* **Selected text**
****
The goal is to evolve the scanner down to the size of a grain of rice so that it can fit into your smartphone, which can likely be achieved “during the administration of the president we’re deciding on right now,” according to the Washington Post. Food columnist Tamar Haspel explains the technology as such:

Every substance reflects (and absorbs) light in a different way, and the graph of that reflected light is a kind of optical fingerprint. Except it’s better. Although the whorls and lines in our fingertips don’t say anything inherent about their owner (See that swirl? Doesn’t mean you’re smart.), the peaks and valleys of the optical fingerprint do. That peak there is vitamin C. That other one is sugar. This pattern means gluten.

Identifying a food and its characteristics based on the scan is a twofold job: First, you simply match the optical reading to a library of known objects; second, you read the topography of the graph to zero in on specific characteristics. The two together can tell you an awful lot about what you’re scanning.

While the technology’s function is currently still limited in scope – determining if your maple syrup is in fact tree nectar or corn-based goo, for example – experts believe it will be able to perform more complex functions within just a few years. This includes the ability to detect gluten in products, identifying adulterated spices, and revealing foods that have been genetically modified.
****
* **Data supplied**
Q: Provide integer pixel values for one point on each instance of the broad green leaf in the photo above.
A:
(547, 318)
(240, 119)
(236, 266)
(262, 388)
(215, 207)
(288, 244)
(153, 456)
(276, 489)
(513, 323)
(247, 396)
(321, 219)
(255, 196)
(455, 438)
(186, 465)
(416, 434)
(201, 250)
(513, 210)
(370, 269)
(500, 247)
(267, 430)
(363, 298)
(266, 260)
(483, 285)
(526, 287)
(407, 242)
****
* **Questions**
**A)** Which substances does the food scanner text name as shown by the peaks or patterns of an optical fingerprint?
**B)** Carry on the food scanner text from where it stops.

* **Task responses**
**A)**
- Vitamin C
- Sugar
- Gluten

**B)**
“This is the ultimate lie detector,” says food tech pro Brent Overcash. “Strip away the branding, labeling and messaging: What is this thing?”

The implications for personal consumption are vast, but the technology’s impact on food supply is even more enormous. Implementing optic food scanning in the upper rungs of the food chain could prevent mass recalls over safety concerns after food has already hit shelves, as well as push back best before dates to a more realistic threshold to curb food waste. It will also block mislabeled, fraudulent and expired products from entering the consumer food supply in the first place.

With an app a week claiming to “revolutionize our relationship with food” – settle down, UberEATS – this technology actually has the potential to deliver on such Silicon hyperbole.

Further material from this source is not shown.